**Brief:**
From the forum post below, list every question the writer asks, quoting each one.
* Start Source excerpt *
+ Follow This Topic
Results 1 to 8 of 8

Thread: confused and hopelessly in love ...

  1. #1
    Join Date
    Jan 2006
    Posts
    4

    confused and hopelessly in love ...

    I'm a 23 year old guy head over heels in love with this gorgeous 18 yr old girl. We have a good understanding, both of us like each other, great companionship and stuff. Thing is that i've been hurt in previous relationships and have trust issues with the fairer sex, she on the other hand hasn't had a serious relationship thus far. She's shy & I hate to admit that I'm very shy as well I dont want to rush her or anything, but this state is killing me. She did agree that we should give it a shot but wants to keep this to ourselves for the moment. Says she doesnt want other people to interfere !!! (cant understand that). Its making me feel kind of insecure. A bit weird for me, meanwhile her friends are trying to fix her up with someone else and this irks me to no end. You might think this letter's from someone from the 1800's but shy people do still exist. I dont know how to handle this situation, how do i earn her trust, how do I instil confidence in her to accept me in all senses of the word (can i actually do that)?

    Has anyone gone through this kind of situation before?
* End Source excerpt *
* Start Data lines *
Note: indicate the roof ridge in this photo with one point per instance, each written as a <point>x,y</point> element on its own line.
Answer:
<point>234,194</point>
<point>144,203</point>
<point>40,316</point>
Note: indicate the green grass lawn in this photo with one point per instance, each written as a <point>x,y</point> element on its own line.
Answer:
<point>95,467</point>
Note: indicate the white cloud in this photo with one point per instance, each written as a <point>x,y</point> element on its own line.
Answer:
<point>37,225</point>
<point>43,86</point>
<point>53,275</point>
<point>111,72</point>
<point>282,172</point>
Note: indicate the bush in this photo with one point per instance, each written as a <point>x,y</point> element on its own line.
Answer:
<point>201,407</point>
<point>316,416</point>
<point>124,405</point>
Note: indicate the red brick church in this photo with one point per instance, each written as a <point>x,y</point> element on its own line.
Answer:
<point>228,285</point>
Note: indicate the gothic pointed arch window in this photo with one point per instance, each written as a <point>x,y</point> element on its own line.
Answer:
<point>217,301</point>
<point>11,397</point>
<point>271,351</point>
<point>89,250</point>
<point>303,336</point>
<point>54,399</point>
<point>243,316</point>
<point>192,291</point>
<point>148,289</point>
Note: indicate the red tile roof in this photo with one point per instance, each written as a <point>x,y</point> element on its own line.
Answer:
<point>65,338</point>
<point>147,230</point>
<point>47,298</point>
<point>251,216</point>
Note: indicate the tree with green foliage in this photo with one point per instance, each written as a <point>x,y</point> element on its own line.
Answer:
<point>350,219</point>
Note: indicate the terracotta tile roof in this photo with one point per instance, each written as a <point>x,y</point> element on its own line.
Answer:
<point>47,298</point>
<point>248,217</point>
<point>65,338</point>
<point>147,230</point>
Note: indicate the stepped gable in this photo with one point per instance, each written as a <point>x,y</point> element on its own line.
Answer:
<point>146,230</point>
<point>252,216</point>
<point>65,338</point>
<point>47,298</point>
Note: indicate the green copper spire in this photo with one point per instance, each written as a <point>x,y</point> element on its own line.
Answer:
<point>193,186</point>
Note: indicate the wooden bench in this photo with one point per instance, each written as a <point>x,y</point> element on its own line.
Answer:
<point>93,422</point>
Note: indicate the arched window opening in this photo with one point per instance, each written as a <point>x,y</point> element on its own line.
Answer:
* End Data lines *
**Solution to the problem:**
- how do i earn her trust
- how do I instil confidence in her to accept me in all senses of the word
- can i actually do that
- Has anyone gone through this kind of situation before?